Vor einer am Mittwoch stattfindenden Kultusministerkonferenz (KMK) zur Coronalage an den Schulen hat die Kultusministerin von Schleswig-Holstein und neue KMK-Vorsitzende, Karin Prien (CDU), weitere Schulschließungen in Deutschland abgelehnt. „Wir müssen uns klarmachen: Für Kinder und Jugendliche bedeuten Schulschließungen eine massive Einschränkung ihrer Entwicklungsmöglichkeiten, ihrer Lernchancen, der Chancengerechtigkeit“, sagte Prien am Dienstag dem Fernsehsender Phoenix. „Das dürfen wir so nicht weitermachen.“
Prien sagte, Deutschland habe bisher auf Kosten der Schulkinder die Corona-Pandemie bekämpft. Während hierzulande an über 180 Tagen die Schulen geschlossen oder im eingeschränkten Betrieb gewesen seien, seien es in Frankreich 50 Tage und in Schweden rund 30 Tage gewesen.
Die Schulen sollten im Regelbetrieb nach den Weihnachtsferien öffnen, der Schulbetrieb sei verantwortbar und richtig, sagte die KMK-Vorsitzende. So gebe es auch bisher keine Hinweise darauf, dass die sich ausbreitende Omikron-Variante für Schulkinder gefährlicher sei als die bis zu den Weihnachtsferien dominierende Delta-Variante des Coronavirus.

[AUFGABEN]
1) Wie viele Tage waren die Schulen in Deutschland laut dem Textauszug über Schulschließungen geschlossen oder nur eingeschränkt in Betrieb?
2) Schreibe den Textauszug über Karin Priens Haltung zu Schulschließungen nach seinem letzten Satz weiter.

[EINGABEDATEN]

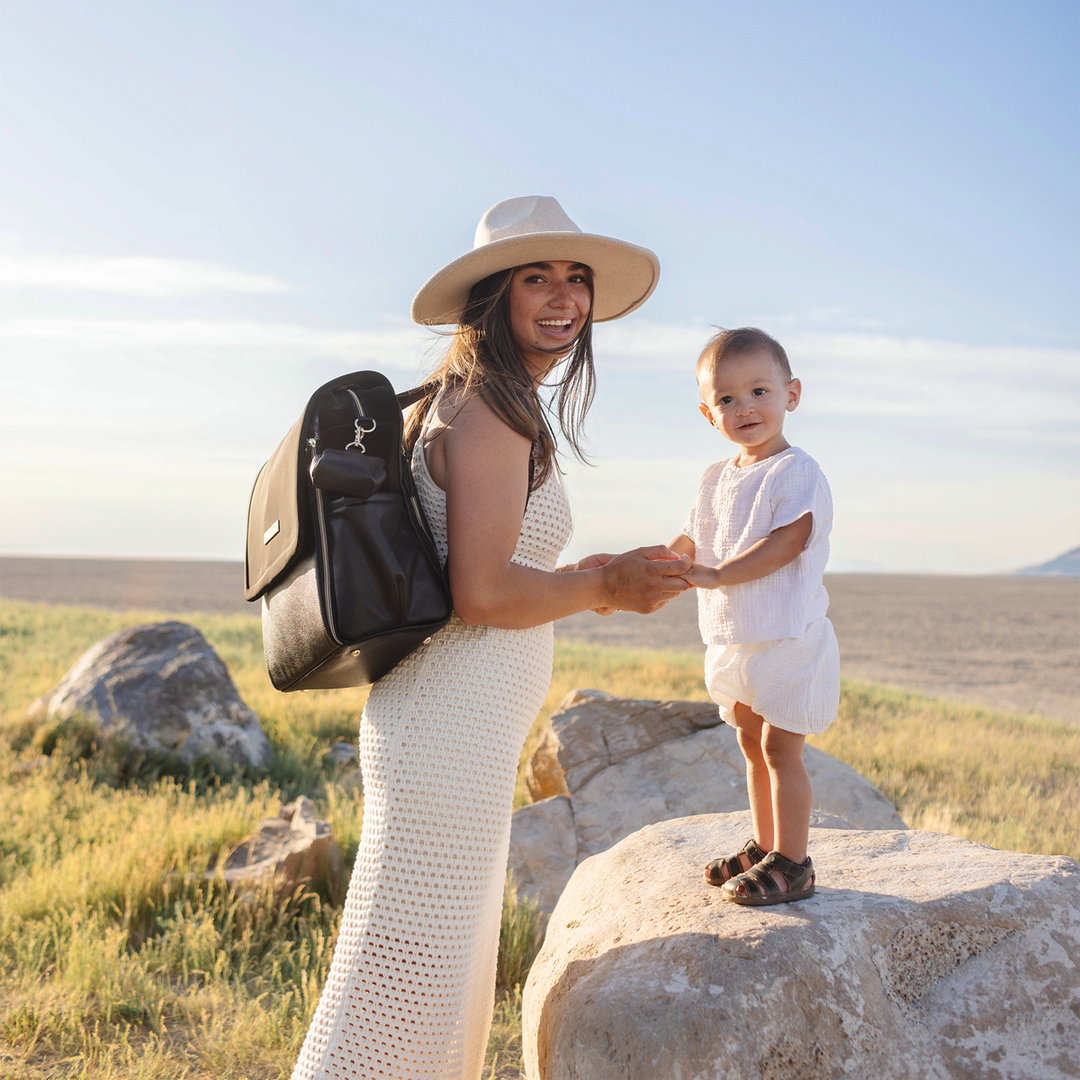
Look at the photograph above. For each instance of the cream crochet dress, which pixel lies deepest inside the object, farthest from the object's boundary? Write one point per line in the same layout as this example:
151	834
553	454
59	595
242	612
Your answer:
410	989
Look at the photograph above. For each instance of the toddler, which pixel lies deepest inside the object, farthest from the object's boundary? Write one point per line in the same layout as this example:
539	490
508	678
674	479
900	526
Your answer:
758	535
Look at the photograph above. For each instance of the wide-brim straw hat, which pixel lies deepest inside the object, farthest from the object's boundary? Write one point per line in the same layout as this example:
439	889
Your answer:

[ANTWORTEN JE AUFGABE]
1) An über 180 Tagen.

2)
Die Einschätzung, dass der Schulbetrieb verantwortbar sei, begründete die KMK-Vorsitzende auch mit dem nach Ferienende in allen Bundesländern strengeren Testregime, mit konsequenten Hygienebedingungen wie dem Tragen von Masken über alle Schularten und Klassenstufen hinweg sowie einem klaren Lüftungskonzept.
Die Chefin der Bildungsgewerkschaft GEW, Maike Finnern, erwartet hingegen, dass nicht an allen Schulen weiterhin durchgängig Präsenzunterricht möglich ist. „Wir müssen uns ehrlich machen – es wird Schulen geben, die auf Distanz unterrichten müssen“, sagte Finnern dem Portal Business Insider. Dazu könne es durch eine hohe Zahl an Corona-Infektionen oder durch Quarantäneanordnungen in der Schülerschaft beziehungsweise unter den Lehrenden kommen.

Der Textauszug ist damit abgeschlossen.